TASK DIRECTIONS: Return the data lines verbatim, beginning with the line that contains "black leggings, which" and continuing through the line that contains "pixel 701 474", with both of those lines included.

[Location identification data]
■ ■ ■ ■ ■ ■ ■

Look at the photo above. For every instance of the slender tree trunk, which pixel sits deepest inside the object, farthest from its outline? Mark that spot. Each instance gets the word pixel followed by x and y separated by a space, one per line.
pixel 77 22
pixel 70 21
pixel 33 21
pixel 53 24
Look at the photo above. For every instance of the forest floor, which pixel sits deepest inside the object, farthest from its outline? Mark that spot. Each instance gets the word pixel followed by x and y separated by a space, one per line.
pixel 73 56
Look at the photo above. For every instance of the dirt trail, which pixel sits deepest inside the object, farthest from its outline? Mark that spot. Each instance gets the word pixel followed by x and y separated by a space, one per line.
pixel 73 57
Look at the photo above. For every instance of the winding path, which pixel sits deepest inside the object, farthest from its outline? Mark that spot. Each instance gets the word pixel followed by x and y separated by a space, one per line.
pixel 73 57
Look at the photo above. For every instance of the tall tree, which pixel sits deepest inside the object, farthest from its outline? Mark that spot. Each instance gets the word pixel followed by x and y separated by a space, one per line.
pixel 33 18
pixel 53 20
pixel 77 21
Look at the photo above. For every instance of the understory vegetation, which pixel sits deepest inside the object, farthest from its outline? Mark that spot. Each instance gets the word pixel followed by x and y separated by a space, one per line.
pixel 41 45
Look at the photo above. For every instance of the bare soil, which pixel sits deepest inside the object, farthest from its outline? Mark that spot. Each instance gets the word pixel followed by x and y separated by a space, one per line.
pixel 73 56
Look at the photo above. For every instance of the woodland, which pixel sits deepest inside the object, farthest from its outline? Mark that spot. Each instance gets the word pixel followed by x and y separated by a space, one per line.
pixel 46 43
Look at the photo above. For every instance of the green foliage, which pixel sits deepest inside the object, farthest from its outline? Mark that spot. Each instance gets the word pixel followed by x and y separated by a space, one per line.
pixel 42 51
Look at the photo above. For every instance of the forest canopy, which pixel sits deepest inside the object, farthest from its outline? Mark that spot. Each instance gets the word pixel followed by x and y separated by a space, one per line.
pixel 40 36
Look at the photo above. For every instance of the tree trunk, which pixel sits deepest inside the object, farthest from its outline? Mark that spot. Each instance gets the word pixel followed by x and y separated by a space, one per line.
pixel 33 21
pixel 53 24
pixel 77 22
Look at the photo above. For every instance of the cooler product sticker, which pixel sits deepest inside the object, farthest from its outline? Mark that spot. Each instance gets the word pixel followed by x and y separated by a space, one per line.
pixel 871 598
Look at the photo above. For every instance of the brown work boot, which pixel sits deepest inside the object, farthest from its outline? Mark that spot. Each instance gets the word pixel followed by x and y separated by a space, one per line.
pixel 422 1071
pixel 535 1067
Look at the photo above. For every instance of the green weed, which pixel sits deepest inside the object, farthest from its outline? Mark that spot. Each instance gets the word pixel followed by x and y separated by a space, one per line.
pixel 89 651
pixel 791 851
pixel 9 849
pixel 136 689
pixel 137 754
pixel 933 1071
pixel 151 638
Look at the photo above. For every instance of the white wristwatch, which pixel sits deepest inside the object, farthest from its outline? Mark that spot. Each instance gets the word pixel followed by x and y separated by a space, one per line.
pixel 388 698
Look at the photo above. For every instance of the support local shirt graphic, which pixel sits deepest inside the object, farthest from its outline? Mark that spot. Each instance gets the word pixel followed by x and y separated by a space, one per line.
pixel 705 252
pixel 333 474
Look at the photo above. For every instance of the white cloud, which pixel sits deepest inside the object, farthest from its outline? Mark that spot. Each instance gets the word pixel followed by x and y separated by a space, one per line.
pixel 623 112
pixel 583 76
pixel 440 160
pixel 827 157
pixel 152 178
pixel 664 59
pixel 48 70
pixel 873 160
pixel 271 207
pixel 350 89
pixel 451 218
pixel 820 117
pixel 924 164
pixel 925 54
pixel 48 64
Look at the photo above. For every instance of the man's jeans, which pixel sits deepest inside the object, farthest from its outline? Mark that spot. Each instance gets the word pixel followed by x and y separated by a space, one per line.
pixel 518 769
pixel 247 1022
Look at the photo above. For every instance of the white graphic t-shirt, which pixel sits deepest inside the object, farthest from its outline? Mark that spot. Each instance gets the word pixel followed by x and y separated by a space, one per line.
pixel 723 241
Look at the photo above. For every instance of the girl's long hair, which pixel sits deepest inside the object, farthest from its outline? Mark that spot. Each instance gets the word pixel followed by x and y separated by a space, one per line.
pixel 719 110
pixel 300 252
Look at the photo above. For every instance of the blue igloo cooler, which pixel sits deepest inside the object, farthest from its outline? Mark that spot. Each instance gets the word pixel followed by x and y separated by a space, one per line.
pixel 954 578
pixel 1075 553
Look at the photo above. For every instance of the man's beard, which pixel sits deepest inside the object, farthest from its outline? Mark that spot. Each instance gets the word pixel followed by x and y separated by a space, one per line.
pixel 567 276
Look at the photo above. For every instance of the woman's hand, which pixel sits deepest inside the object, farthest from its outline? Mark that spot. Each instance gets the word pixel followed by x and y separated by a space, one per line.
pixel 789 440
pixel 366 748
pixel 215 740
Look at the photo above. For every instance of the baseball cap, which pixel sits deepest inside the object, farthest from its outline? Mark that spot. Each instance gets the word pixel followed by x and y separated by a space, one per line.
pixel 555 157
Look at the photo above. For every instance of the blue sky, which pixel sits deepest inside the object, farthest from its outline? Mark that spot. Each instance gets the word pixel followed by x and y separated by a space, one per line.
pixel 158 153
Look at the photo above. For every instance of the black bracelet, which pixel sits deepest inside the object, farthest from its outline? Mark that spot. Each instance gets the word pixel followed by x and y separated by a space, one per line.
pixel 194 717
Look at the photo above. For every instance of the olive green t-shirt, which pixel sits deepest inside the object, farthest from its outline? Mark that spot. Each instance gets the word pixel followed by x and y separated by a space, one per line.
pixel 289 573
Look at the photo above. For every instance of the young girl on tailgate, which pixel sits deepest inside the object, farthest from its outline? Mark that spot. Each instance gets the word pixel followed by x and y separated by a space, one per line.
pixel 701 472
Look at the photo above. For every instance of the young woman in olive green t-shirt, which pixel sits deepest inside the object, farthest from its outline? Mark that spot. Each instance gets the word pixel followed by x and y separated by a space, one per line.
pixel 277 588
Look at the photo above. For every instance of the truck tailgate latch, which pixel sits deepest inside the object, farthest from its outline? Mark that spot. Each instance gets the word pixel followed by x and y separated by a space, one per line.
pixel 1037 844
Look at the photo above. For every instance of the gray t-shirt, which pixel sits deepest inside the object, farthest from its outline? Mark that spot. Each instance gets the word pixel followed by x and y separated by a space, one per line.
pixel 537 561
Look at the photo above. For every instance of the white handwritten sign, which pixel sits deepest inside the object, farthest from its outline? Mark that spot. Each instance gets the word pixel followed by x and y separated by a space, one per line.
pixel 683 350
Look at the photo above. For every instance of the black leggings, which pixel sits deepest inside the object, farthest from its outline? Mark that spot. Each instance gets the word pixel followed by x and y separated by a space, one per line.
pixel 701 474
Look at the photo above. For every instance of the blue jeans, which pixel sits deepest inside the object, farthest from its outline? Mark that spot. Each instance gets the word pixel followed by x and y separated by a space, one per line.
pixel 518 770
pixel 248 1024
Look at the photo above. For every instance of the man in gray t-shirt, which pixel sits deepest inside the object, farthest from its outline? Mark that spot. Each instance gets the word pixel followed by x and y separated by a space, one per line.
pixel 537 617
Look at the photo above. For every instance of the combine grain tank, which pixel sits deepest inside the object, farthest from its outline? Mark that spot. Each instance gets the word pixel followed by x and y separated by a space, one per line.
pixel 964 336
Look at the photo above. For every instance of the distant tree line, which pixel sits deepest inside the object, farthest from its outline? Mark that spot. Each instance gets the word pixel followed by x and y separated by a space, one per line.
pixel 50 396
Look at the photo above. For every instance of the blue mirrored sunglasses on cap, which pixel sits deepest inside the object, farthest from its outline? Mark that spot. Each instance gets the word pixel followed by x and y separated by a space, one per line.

■ ■ ■ ■ ■ ■ ■

TASK ANSWER:
Look at the photo above. For every instance of the black leggings, which pixel sits deepest inside the object, farthest from its outline? Mark that spot. Each instance gets the word pixel followed by x and y separated by a space, one per line.
pixel 701 474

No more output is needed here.